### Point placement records
== == ==
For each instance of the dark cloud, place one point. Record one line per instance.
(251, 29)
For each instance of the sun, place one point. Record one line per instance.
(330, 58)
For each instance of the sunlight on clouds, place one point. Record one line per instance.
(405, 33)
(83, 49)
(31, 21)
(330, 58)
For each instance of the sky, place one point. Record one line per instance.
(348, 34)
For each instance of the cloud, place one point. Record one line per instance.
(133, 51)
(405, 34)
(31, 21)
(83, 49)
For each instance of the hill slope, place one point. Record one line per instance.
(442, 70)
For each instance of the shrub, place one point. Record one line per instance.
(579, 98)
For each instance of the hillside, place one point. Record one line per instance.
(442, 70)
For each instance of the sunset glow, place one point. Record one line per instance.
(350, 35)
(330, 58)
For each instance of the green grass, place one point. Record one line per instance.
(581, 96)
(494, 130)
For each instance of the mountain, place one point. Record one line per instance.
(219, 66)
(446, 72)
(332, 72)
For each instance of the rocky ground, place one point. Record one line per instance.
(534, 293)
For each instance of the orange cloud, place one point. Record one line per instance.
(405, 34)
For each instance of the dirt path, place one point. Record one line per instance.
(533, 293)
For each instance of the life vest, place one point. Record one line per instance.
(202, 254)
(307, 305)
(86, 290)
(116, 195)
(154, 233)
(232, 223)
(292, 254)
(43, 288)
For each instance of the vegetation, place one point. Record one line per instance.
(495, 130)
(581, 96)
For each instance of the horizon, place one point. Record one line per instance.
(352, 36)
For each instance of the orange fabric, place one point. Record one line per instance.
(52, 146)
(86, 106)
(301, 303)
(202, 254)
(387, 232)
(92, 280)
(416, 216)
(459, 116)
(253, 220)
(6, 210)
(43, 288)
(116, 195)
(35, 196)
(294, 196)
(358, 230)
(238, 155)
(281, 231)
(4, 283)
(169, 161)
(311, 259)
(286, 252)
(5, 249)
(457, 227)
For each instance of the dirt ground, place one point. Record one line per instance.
== == ==
### To do
Please rewrite all the records above, substituting "put one dot" for every "place one point" and leaving everything else unchanged.

### The reply
For each instance of the dark cloud, put one dot. Record one line per instance.
(251, 29)
For each instance of the sun, put one dot. Record one line per instance.
(330, 58)
For each instance of the sunlight on clouds, put one dot. Record one line per instance.
(405, 33)
(83, 49)
(31, 21)
(330, 58)
For each instance of the sky, put one dot. Record one line per instance.
(348, 34)
For each instance of the cloud, put one dot. Record one line per instance.
(133, 51)
(405, 34)
(31, 21)
(83, 49)
For each instance of the hill slope, put one dot. Record one line per instance.
(442, 70)
For each instance of the shrub, put one dot. Record one line per instance.
(579, 98)
For each instance of the hillside, put one dot. Record one line per instance.
(442, 70)
For each instance of the sunset glow, put one dot. Record one line per instance.
(350, 35)
(330, 58)
For each instance of the green grass, put one dot. Record one line per instance.
(581, 96)
(494, 130)
For each instance of the mountain, put one dot. Record one line per instance.
(219, 66)
(446, 72)
(332, 72)
For each instance of the rocky ground, put one dot. Record one line per instance.
(534, 293)
For each instance of the orange cloud, put one dot. Record one line per instance.
(405, 34)
For each instance of the dirt path, put one dot. Record one line per instance.
(533, 293)
For each instance of the life vest, put one dot. Record one line per instance.
(202, 254)
(307, 305)
(86, 290)
(116, 195)
(154, 233)
(232, 223)
(292, 254)
(43, 288)
For each instance of the vegetation, put one dot. Record one line per instance.
(495, 130)
(581, 96)
For each instance of the horizon, put one dot. Record one line per instance.
(352, 36)
For each instance of the orange fabric, put one dot. Record one line per instance.
(52, 146)
(86, 106)
(301, 303)
(202, 254)
(387, 232)
(92, 280)
(416, 216)
(459, 116)
(253, 220)
(6, 210)
(43, 288)
(116, 195)
(35, 196)
(294, 196)
(358, 230)
(238, 155)
(281, 231)
(4, 283)
(169, 161)
(311, 259)
(286, 252)
(5, 249)
(457, 227)
For each instance of the dirt ground, put one dot. Record one line per instance.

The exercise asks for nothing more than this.